Referring expression data

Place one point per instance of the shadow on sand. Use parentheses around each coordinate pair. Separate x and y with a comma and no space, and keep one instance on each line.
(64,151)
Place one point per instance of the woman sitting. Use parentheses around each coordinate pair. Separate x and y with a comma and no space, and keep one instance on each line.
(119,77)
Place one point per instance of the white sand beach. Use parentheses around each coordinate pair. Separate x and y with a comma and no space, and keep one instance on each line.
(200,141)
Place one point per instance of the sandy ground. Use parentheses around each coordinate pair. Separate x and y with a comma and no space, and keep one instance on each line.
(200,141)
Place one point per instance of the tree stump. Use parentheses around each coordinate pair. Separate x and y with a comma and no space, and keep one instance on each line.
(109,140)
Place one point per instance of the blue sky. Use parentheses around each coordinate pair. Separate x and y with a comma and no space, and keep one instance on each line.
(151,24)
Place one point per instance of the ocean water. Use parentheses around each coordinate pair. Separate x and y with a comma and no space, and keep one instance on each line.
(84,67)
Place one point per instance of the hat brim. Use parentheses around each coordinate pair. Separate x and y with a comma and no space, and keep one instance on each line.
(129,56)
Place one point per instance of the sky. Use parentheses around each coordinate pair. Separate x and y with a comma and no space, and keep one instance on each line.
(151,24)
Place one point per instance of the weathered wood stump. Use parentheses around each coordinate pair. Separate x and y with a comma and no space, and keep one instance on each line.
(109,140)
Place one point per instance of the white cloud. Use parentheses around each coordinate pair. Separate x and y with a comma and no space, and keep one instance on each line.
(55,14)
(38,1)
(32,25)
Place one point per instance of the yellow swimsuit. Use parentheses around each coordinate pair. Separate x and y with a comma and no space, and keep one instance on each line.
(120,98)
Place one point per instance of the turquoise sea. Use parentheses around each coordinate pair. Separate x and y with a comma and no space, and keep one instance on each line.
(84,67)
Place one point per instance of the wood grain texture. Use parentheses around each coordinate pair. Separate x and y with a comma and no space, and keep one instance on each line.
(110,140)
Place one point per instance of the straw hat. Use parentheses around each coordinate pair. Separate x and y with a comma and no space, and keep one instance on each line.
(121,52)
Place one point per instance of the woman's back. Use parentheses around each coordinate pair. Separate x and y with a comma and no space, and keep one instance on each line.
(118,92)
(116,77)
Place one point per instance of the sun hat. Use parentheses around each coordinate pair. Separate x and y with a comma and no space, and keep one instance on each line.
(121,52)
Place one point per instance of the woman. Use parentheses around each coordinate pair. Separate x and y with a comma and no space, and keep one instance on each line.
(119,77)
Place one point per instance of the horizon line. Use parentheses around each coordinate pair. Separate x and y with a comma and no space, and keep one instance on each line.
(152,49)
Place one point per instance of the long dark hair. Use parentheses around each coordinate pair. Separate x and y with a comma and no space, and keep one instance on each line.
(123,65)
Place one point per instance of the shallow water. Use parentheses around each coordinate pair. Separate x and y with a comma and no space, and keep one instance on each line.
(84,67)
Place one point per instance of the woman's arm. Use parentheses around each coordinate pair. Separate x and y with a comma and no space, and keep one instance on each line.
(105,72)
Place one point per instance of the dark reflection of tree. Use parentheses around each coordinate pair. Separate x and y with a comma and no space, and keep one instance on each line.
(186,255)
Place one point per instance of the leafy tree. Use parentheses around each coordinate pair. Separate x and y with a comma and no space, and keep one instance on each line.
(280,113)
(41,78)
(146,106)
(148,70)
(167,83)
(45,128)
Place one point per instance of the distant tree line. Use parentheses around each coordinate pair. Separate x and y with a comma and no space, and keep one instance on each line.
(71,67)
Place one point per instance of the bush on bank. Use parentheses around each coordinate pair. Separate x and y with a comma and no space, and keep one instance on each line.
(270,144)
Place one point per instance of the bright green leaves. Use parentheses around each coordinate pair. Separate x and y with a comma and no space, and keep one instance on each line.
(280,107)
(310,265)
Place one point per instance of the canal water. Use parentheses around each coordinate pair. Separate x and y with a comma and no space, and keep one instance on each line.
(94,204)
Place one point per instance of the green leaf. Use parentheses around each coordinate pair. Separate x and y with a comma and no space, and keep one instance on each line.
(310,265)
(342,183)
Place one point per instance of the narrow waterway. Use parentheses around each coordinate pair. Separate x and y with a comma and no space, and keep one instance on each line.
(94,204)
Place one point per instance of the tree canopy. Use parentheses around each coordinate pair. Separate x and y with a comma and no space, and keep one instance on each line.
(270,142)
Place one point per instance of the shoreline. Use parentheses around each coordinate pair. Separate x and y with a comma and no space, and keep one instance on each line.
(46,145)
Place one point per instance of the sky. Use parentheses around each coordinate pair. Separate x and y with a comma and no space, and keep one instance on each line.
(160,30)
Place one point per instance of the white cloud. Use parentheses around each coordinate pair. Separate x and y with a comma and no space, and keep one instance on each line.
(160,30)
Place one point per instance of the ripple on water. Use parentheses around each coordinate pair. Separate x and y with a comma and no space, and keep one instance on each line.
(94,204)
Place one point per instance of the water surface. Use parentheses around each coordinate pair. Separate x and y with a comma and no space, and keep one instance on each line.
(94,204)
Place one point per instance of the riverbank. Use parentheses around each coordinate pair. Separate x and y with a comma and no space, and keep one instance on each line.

» Task goal: The required output is the complete set of records, reproduced exactly.

» Answer box:
Place one point per instance of the shadow on sand. Use parentheses around each coordinate pair. Separate x and y with a comma and no space, and keep one instance on each line.
(64,151)
Place one point per instance of the woman sitting. Use parentheses around each coordinate pair. Separate x and y with a comma and no space, and keep one instance on each line.
(119,77)
Place one point per instance of the white sand beach. Use parentheses around each coordinate pair. Separate x and y with a comma and no space, and keep one instance on each line.
(200,141)
Place one point per instance of the sandy ground. Use parentheses around each coordinate pair. Separate x and y with a comma and no space, and keep one instance on each line.
(200,141)
Place one point per instance of the tree stump. Use parentheses around each coordinate pair. Separate x and y with a comma and no space, and keep one instance on each line.
(109,140)
Place one point per instance of the blue sky. Use parentheses around each coordinate pair. Separate x and y with a comma and no space, and keep one instance on each line.
(151,24)
Place one point per instance of the ocean water. Use parentheses around each coordinate pair. Separate x and y with a comma and no space, and keep one instance on each line.
(84,67)
Place one point per instance of the hat brim. Use parentheses around each coordinate pair. Separate x and y with a comma and no space, and keep one instance on each line.
(129,56)
Place one point per instance of the sky. Use parentheses around each coordinate pair. Separate x and y with a comma and no space, and keep one instance on each line.
(151,24)
Place one point per instance of the weathered wood stump. Use parentheses around each coordinate pair. Separate x and y with a comma and no space, and keep one instance on each line.
(109,140)
Place one point per instance of the white cloud. Use parentheses around each coordinate pair. Separate x and y with a comma and no space, and keep one instance on each line.
(55,14)
(38,1)
(32,25)
Place one point per instance of the yellow swimsuit. Use parentheses around each coordinate pair. Separate x and y with a comma and no space, and keep one instance on each line.
(120,98)
Place one point per instance of the turquoise sea. Use parentheses around each coordinate pair. Separate x and y with a comma and no space, and keep one instance on each line.
(84,67)
Place one point per instance of the wood grain texture. Use parentheses around each coordinate pair. Separate x and y with a comma and no space, and keep one instance on each line.
(110,140)
Place one point per instance of the straw hat. Use parentheses around each coordinate pair. Separate x and y with a comma and no space, and keep one instance on each line.
(121,52)
Place one point per instance of the woman's back. Use parentheses around each coordinate pair. Separate x and y with a comma and no space, and keep one instance on each line.
(118,92)
(116,77)
Place one point per instance of the sun hat. Use parentheses around each coordinate pair. Separate x and y with a comma and no space, and keep one instance on each line.
(121,52)
Place one point per instance of the woman. Use parentheses around each coordinate pair. Separate x and y with a comma and no space, and keep one instance on each line.
(119,77)
Place one point per instance of the horizon line. Use parentheses around each coordinate pair. Separate x and y with a comma and no space, and keep one instance on each line.
(152,49)
Place one point per instance of the long dark hair. Use parentheses around each coordinate pair. Separate x and y with a comma and no space, and keep one instance on each line.
(123,65)
Place one point per instance of the shallow water. Use parentheses around each coordinate pair. Separate x and y with a comma and no space, and keep one instance on each line.
(84,67)
Place one point per instance of the woman's arm. Use parentheses around each coordinate pair. Separate x and y with a comma and no space, and keep one instance on each line.
(105,72)
Place one point per instance of the dark reflection of tree. Use parentheses around each coordinate pair. Separate x and y with a comma and no space, and keep one instance on each line.
(186,255)
Place one point per instance of the leafy tree. Use parentheses around each coordinate pair. Separate x and y with a comma and no space, and keep one instance on each line.
(280,113)
(41,78)
(146,106)
(148,70)
(167,83)
(45,128)
Place one point per instance of the distant tree line. Use parentheses around each coordinate pair. Separate x and y with a comma and no space, and keep one instance on each line.
(71,67)
Place one point per instance of the bush on bank. Use parentheses around each coordinate pair. Separate x and y with a comma and no space, and keep one instance on each line.
(270,144)
Place one point per instance of the bright green leaves. Use parentheses around each coordinate pair. Separate x and y with a comma and no space, and keep one instance on each line.
(280,107)
(310,265)
Place one point per instance of the canal water. Use parentheses around each coordinate pair. Separate x and y with a comma and no space, and keep one instance on each line.
(94,204)
Place one point per instance of the green leaf. Use parentheses around each coordinate pair. Separate x and y with a comma and no space, and keep one instance on each line.
(310,265)
(342,183)
Place one point per instance of the narrow waterway. Use parentheses around each coordinate pair. Separate x and y with a comma and no space, and keep one instance on each line.
(94,204)
Place one point per instance of the tree canopy. Use parentheses around each coordinate pair. Separate x and y with a comma and no space, and keep one instance on each line.
(270,142)
Place one point per instance of the shoreline. Use parentheses around each coordinate pair. Separate x and y with a comma and no space, and keep one instance on each line.
(46,145)
Place one point per instance of the sky. Use parentheses around each coordinate pair. Separate x and y with a comma and no space, and keep one instance on each line.
(160,30)
Place one point per instance of the white cloud. Use parentheses around each coordinate pair. Separate x and y with a comma and no space, and keep one instance on each line.
(160,30)
Place one point per instance of the ripple on water. Use parentheses around each coordinate pair. Separate x and y with a comma and no space, and keep one instance on each line.
(94,204)
Place one point per instance of the water surface. Use parentheses around each coordinate pair. Separate x and y with a comma and no space, and keep one instance on each line.
(94,204)
Place one point per instance of the riverbank. Use parentheses around each coordinate pair. Separate x and y with a comma and no space, and keep one instance on each line.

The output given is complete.